DATA TO USE:
....

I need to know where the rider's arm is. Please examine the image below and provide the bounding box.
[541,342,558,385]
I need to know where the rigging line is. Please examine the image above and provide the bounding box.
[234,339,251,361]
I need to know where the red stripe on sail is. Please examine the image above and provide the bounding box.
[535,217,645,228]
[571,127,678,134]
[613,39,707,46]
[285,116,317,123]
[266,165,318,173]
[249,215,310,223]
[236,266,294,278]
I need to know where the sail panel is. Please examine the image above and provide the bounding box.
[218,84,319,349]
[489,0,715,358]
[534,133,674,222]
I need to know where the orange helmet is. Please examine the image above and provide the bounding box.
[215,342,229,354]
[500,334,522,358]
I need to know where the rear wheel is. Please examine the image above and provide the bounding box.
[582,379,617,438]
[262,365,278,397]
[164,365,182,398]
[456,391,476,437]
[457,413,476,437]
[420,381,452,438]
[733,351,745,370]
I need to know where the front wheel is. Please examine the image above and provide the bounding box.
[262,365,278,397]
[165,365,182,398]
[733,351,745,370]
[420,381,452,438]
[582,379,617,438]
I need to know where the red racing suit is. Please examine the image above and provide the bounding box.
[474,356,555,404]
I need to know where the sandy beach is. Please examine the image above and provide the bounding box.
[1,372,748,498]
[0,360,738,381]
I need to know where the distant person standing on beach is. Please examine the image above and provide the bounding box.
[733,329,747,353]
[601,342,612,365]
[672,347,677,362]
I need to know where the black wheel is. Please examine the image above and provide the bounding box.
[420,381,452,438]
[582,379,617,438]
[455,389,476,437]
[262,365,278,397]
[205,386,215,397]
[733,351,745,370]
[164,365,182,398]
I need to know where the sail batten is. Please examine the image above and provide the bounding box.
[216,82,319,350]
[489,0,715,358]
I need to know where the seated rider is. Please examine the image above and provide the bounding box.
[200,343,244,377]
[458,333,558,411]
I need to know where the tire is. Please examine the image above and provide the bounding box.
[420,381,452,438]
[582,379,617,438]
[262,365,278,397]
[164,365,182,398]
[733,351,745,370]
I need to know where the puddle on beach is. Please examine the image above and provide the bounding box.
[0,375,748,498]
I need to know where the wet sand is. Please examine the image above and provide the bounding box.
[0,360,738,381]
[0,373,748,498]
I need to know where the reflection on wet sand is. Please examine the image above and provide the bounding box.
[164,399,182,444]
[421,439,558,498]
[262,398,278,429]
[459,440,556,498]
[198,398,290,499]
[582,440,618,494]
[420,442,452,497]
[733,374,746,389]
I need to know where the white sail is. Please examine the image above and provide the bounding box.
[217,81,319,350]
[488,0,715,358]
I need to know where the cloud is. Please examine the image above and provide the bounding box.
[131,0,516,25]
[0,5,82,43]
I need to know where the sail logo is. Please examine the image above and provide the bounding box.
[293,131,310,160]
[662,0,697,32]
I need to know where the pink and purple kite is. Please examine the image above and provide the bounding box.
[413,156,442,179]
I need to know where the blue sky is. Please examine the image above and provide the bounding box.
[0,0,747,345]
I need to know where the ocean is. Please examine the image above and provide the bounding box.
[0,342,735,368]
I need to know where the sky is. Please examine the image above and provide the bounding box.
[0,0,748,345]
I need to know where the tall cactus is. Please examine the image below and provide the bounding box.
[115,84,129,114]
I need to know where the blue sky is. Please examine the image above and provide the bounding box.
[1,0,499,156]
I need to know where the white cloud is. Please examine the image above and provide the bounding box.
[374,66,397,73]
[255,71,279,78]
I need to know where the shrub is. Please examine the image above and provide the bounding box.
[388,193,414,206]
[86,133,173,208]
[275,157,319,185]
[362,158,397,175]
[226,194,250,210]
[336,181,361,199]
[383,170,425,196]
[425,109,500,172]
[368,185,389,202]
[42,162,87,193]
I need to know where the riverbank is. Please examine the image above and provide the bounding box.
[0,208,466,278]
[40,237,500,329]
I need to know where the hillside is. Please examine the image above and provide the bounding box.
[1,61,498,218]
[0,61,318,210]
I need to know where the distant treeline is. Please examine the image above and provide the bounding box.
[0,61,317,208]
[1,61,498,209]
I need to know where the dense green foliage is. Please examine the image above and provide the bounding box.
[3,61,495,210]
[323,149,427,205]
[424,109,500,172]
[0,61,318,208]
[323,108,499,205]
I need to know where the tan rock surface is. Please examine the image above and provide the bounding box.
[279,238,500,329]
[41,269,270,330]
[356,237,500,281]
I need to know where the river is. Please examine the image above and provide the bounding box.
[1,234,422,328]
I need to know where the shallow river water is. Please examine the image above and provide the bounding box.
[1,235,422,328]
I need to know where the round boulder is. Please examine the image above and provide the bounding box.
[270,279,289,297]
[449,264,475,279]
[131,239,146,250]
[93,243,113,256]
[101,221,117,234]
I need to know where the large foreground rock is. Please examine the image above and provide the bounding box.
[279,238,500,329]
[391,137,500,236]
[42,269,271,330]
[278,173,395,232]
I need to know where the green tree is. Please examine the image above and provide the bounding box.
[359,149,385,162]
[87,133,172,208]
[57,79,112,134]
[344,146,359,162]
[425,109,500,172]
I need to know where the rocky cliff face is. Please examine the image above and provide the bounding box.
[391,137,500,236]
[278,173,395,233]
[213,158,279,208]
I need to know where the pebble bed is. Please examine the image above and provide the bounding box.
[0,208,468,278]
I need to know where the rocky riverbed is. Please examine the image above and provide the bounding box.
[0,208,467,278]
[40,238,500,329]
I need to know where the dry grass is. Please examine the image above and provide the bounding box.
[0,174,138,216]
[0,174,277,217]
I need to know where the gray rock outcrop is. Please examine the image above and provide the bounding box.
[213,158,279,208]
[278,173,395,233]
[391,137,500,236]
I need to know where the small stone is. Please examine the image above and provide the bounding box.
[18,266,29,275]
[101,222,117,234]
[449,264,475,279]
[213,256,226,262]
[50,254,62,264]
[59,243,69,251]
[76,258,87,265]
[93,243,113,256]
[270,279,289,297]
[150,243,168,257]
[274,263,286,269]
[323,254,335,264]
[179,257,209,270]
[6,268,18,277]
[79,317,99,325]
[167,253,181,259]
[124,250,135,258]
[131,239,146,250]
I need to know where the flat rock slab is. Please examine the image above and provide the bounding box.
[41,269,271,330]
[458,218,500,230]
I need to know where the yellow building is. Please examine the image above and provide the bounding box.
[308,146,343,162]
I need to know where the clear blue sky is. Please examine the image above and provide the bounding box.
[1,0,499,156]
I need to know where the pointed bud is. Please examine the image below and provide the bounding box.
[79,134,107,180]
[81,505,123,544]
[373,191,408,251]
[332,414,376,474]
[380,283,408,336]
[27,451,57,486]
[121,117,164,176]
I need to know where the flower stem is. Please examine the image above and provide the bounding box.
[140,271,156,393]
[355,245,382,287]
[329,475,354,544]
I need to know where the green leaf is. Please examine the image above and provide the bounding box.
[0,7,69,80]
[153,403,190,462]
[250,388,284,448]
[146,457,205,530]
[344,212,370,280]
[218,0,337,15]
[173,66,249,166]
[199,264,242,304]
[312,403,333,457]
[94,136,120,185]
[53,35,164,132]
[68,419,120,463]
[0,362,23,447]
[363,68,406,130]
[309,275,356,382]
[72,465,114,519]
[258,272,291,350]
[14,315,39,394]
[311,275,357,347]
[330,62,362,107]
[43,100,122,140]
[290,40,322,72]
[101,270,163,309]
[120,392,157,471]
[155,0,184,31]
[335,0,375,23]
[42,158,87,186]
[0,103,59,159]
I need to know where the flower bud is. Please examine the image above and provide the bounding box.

....

Line by line, reproduce the data above exactly.

I need to know where the rider's arm is. Please examine the image below and provide the bounding box.
[541,342,558,385]
I need to know where the rigging line is. Please examine the image above and provide the bounding box.
[234,339,251,361]
I need to know where the red stripe on sail is. Please examine the image above and provide the bounding box.
[535,217,645,228]
[571,127,678,134]
[613,39,707,46]
[285,116,317,123]
[266,165,318,173]
[249,215,310,223]
[236,266,294,278]
I need to know where the sail panel is. Please examine the image above and provide the bounding box.
[218,84,319,349]
[489,0,715,358]
[534,133,674,222]
I need to know where the orange helmet is. Please examine the image above and provide the bounding box.
[215,342,229,354]
[500,334,522,358]
I need to know where the rear wheel is. Please examine the image above and provide the bounding box.
[582,379,617,438]
[262,365,278,397]
[164,365,182,398]
[456,391,476,437]
[457,413,476,437]
[420,381,452,438]
[733,351,745,370]
I need to know where the front wheel is. Please examine the image above and provide the bounding box.
[262,365,278,397]
[165,365,182,398]
[733,351,745,370]
[420,381,452,438]
[582,379,617,438]
I need to know where the red racing suit is. Please examine the image above and provide the bounding box.
[474,356,555,404]
I need to know where the sandy beach is. Please examine the image above and provide the bounding box.
[1,372,748,498]
[0,360,738,381]
I need to know where the distant person standing on beach is. Please examine the image above and provide the bounding box.
[733,329,747,353]
[601,342,612,365]
[672,347,677,362]
I need to know where the black wheel is. Please examine the image above and provide the bounding box.
[420,381,452,438]
[582,379,617,438]
[455,389,476,437]
[262,365,278,397]
[205,386,215,397]
[733,351,745,370]
[164,365,182,398]
I need to know where the sail batten is. Please examine the image above and provide the bounding box.
[216,82,319,350]
[489,0,715,358]
I need to know where the seated rider is. Please examine the image above and provide the bounding box.
[200,343,244,377]
[458,333,558,411]
I need to know where the tire is. Please examine the image above and provide the bounding box.
[420,381,452,438]
[582,379,617,438]
[262,365,278,397]
[164,365,182,398]
[733,351,745,370]
I need to know where the puddle on beach is. Please examine the image above and provide the bounding box.
[0,375,748,498]
I need to know where the wet sand is. Please examine the image above and provide the bounding box.
[0,360,738,381]
[0,373,748,498]
I need to know where the reflection on wet sand is. Please examine the image above and provide the bounding box.
[164,399,182,444]
[421,439,558,498]
[262,398,278,429]
[459,440,556,498]
[198,398,290,499]
[582,440,618,494]
[420,442,452,497]
[733,374,746,389]
I need to know where the white sail is. Please examine the image above and provide the bounding box.
[217,81,319,350]
[488,0,715,358]
I need to know where the cloud is. Please examine the image above and provide the bounding box.
[131,0,516,25]
[0,5,82,43]
I need to know where the sail logo is. Please examine the image above and provide the bounding box.
[293,131,310,160]
[662,0,697,32]
I need to know where the pink and purple kite is. Please examine the image above and provide the bounding box.
[413,156,442,179]
I need to know where the blue sky is. Please examine the image above and provide the bounding box.
[0,0,747,345]
I need to know where the ocean is. Please examine the image above and provide the bounding box.
[0,342,735,368]
I need to know where the sky is. Please examine the image above and provide the bounding box.
[0,0,748,345]
I need to know where the tall cactus is. Please examine the image below and provide the bounding box.
[115,84,129,114]
I need to know where the blue sky is. Please examine the image above and provide the bounding box.
[1,0,499,156]
I need to know where the white cloud is. Please examine the image above and provide the bounding box.
[374,66,397,73]
[255,71,279,78]
I need to know where the shrub is. Please examine the image above and provide the bounding box.
[388,193,414,206]
[86,133,173,208]
[275,157,319,185]
[362,158,397,175]
[226,194,250,210]
[336,181,361,199]
[383,170,425,196]
[425,109,500,172]
[368,185,389,202]
[42,162,87,193]
I need to know where the riverbank is. Please examine the image above and provide the bounding box.
[0,208,466,278]
[40,237,500,329]
I need to know where the hillside is. Please examine the image above and provide the bounding box.
[1,61,498,218]
[0,61,318,210]
I need to know where the distant treeline is. Please examine the image above and provide the bounding box.
[0,61,317,208]
[1,61,498,209]
I need to know where the dense green foliage is. Please examine the image above and provide the bounding box.
[3,61,495,210]
[323,149,427,205]
[424,109,500,172]
[0,61,318,208]
[323,108,499,205]
I need to know where the tan rock surface is. Please examine the image above and provide the bounding box.
[279,238,500,329]
[41,269,270,330]
[356,237,500,281]
I need to know where the river is. Please examine the image above and provide the bounding box.
[1,234,422,328]
I need to know where the shallow river water is. Please examine the image above and provide the bounding box.
[1,235,422,328]
I need to know where the round boulder is. Please examine the image above and provide the bounding box.
[270,279,289,297]
[449,264,475,279]
[131,239,146,250]
[93,243,113,256]
[101,221,117,234]
I need to know where the large foreground rock is. Please examine the image above and provide the bounding box.
[279,238,500,329]
[391,137,500,236]
[42,269,271,330]
[278,173,395,232]
I need to know where the green tree is. Please examine the image above and provide the bounding box.
[359,149,385,162]
[87,133,172,208]
[57,79,112,134]
[344,146,359,162]
[425,109,500,172]
I need to know where the rocky cliff face is. Please examine the image above and provide the bounding box.
[391,137,500,236]
[278,173,395,233]
[213,158,279,208]
I need to know where the pebble bed is. Please examine the image above and provide the bounding box.
[0,208,468,278]
I need to know where the rocky riverbed is. Please examine the image above and provide the bounding box.
[0,208,467,278]
[40,238,500,329]
I need to know where the dry grass is. Please examine the image above and provide the bounding box.
[0,174,138,216]
[0,174,277,217]
I need to know where the gray rock outcrop is. Please examine the image above and provide the bounding box.
[213,158,279,208]
[278,173,395,233]
[391,137,500,236]
I need to know where the small stone is. Please examine the image above and provide the bounding box.
[18,266,29,275]
[101,222,117,234]
[449,264,475,279]
[213,256,226,262]
[50,254,62,264]
[59,243,69,251]
[76,258,87,265]
[93,243,113,256]
[270,279,289,297]
[150,243,168,257]
[274,263,286,269]
[323,254,335,264]
[179,257,209,270]
[6,268,18,277]
[79,317,99,325]
[167,253,181,259]
[124,250,135,258]
[131,239,146,250]
I need to know where the flat rock slab is. Please examine the image above and provide the bounding box.
[41,269,271,330]
[458,218,500,230]
I need to know where the yellow building is. Please examine the image above and provide the bounding box.
[308,146,343,162]
I need to know where the clear blue sky is. Please examine the image above and provide the bounding box.
[1,0,499,156]
I need to know where the pointed bud is. Please examine the image below and provide the bounding box.
[79,134,107,180]
[81,505,123,544]
[373,191,408,251]
[332,414,376,474]
[380,283,408,336]
[27,451,57,486]
[121,117,164,176]
I need to know where the flower stem is. Please examine the image above and provide the bounding box.
[140,271,156,393]
[355,245,382,287]
[329,475,354,544]
I need to know where the green leaf is. Please examine the image above and provide the bounding box.
[0,7,69,80]
[153,403,190,462]
[250,388,284,448]
[146,457,205,530]
[344,212,370,280]
[218,0,337,15]
[173,66,249,166]
[199,264,242,304]
[312,403,333,457]
[94,136,120,185]
[53,35,164,132]
[68,419,120,463]
[0,362,23,447]
[363,68,406,130]
[309,275,356,382]
[72,465,114,519]
[258,272,291,350]
[14,315,39,394]
[311,275,357,347]
[330,62,362,107]
[43,100,122,140]
[290,40,322,72]
[101,270,163,309]
[120,392,157,471]
[155,0,184,31]
[335,0,375,23]
[42,158,87,186]
[0,103,59,159]
I need to know where the flower bud is. Please examine the image above and provide the bounding box.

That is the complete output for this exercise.